→ **WHAT THE EXERCISE ASKS**
Scan the entries for the word "shrubland", and copy every line where it appears.

-- INFORMATION SUPPLIED follows --

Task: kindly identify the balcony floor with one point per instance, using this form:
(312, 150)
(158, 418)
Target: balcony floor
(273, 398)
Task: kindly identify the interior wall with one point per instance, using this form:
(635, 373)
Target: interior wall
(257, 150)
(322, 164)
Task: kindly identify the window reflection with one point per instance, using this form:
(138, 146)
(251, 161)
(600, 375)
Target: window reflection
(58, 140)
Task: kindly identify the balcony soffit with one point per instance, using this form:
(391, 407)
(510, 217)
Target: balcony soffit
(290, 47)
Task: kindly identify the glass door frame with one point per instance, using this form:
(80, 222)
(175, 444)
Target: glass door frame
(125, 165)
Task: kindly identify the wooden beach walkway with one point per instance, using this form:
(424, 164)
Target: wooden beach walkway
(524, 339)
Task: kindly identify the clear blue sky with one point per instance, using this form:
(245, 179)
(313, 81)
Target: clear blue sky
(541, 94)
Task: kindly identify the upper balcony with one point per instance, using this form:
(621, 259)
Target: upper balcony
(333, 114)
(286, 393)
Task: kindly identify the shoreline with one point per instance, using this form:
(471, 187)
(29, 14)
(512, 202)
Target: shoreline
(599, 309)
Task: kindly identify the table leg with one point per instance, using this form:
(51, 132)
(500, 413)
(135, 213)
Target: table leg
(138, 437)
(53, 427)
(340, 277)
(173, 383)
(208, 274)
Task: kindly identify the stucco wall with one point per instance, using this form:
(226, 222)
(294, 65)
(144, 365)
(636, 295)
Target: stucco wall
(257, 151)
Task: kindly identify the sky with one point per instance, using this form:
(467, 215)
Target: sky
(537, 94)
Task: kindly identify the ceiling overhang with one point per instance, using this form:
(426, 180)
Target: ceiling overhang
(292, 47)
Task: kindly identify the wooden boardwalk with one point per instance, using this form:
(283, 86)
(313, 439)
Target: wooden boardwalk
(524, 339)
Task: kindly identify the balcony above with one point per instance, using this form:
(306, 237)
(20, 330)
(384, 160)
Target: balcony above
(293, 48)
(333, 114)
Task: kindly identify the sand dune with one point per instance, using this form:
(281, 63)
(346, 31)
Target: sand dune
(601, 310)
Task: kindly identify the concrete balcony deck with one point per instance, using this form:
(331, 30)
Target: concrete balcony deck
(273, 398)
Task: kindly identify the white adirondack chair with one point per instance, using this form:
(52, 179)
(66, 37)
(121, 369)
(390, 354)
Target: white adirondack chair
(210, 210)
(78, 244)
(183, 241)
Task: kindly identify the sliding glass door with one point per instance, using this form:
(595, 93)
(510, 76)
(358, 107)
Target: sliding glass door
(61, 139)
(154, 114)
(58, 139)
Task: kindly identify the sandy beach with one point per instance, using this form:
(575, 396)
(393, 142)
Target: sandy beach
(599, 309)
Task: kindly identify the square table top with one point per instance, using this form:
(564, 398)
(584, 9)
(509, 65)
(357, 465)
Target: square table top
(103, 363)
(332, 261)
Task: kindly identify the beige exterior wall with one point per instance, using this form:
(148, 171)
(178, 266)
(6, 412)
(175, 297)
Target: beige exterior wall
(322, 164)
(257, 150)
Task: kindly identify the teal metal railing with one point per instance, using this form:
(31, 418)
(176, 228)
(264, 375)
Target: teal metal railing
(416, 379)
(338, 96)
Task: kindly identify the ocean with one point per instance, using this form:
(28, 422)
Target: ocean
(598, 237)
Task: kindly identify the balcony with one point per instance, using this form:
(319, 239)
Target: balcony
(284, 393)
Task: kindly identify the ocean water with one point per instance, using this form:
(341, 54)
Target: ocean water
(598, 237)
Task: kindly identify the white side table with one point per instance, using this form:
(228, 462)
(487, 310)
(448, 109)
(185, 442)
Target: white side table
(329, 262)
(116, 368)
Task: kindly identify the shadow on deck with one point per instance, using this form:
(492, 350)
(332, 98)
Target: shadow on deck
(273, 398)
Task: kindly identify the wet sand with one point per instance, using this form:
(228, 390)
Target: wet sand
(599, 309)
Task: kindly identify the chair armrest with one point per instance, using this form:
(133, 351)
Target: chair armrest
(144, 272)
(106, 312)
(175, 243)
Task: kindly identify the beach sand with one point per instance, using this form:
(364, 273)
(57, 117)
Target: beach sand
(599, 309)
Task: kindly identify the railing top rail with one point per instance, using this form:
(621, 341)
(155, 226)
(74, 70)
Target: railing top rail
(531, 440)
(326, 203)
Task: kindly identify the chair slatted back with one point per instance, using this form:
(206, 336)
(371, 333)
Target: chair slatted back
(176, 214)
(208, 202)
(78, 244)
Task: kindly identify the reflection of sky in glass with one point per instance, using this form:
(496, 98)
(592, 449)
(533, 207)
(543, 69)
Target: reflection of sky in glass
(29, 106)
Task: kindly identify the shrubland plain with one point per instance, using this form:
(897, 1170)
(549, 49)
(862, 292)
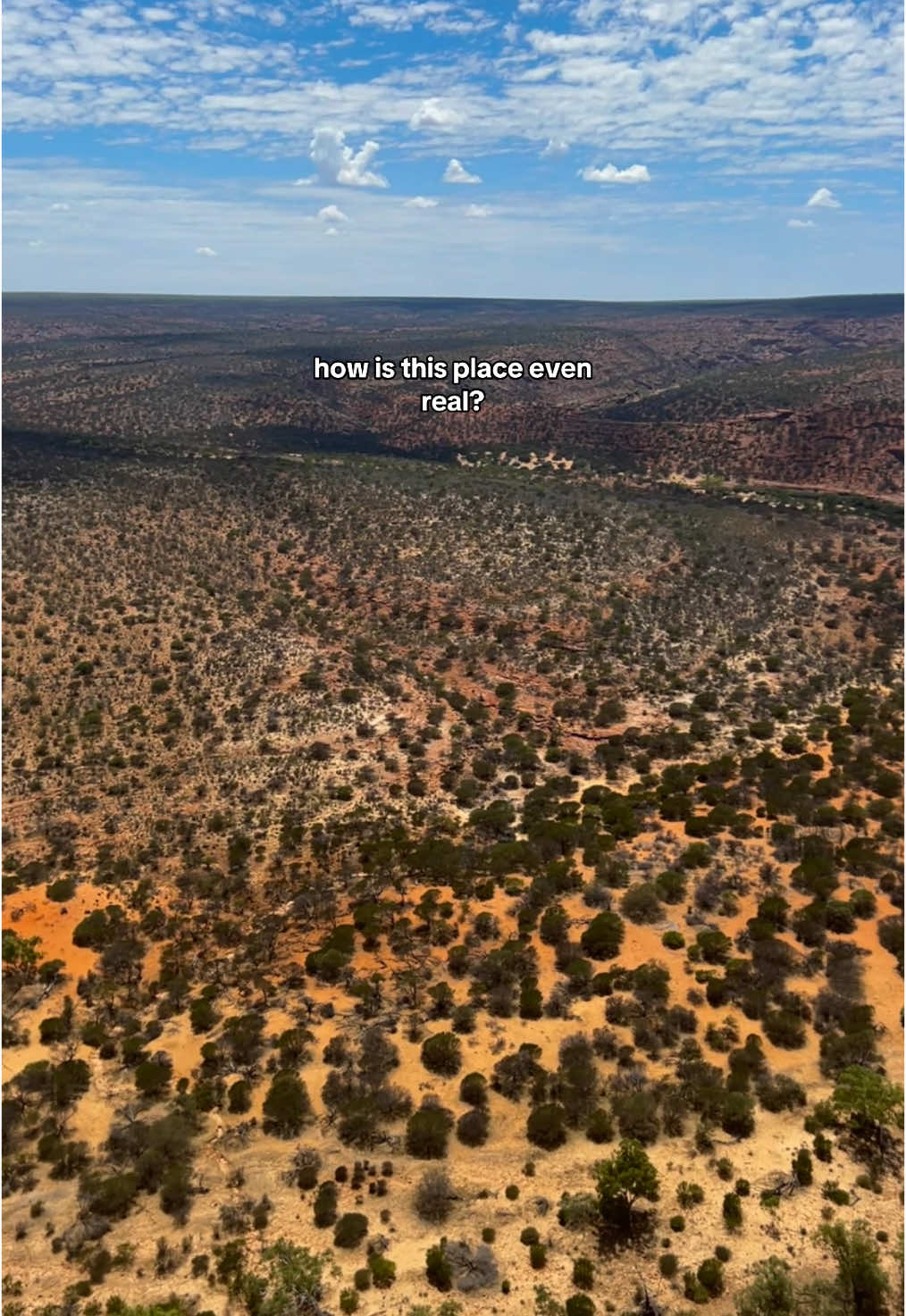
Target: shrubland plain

-- INFORMATION SUPPLIED concluded --

→ **WORKED SOLUTION**
Task: kindly identify the shrubland plain with one point per instance, using this form:
Target: shrubland plain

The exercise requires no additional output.